- _Exercise instructions_
Reproduce the rows word for word, from the start of the rows through the line containing "# here is a sample of the layout", both ends included.

- _Data records_

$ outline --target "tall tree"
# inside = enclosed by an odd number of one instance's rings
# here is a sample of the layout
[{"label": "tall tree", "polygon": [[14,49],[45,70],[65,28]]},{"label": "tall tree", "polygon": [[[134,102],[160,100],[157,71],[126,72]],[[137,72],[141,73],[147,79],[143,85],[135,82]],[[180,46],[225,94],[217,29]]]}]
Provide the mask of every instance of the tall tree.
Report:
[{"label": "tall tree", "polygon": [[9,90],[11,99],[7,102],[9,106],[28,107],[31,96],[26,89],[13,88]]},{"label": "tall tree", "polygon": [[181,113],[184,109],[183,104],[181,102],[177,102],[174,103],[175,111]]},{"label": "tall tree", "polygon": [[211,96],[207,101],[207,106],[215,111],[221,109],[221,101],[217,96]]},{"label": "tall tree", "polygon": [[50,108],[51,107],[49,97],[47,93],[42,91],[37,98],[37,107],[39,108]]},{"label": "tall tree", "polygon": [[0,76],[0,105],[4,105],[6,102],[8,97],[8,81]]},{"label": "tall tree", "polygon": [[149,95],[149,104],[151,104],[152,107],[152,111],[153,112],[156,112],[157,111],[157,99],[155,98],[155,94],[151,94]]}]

- _Result for this task_
$ outline --target "tall tree"
# inside = enclosed by an odd number of one instance's rings
# here is a sample of the layout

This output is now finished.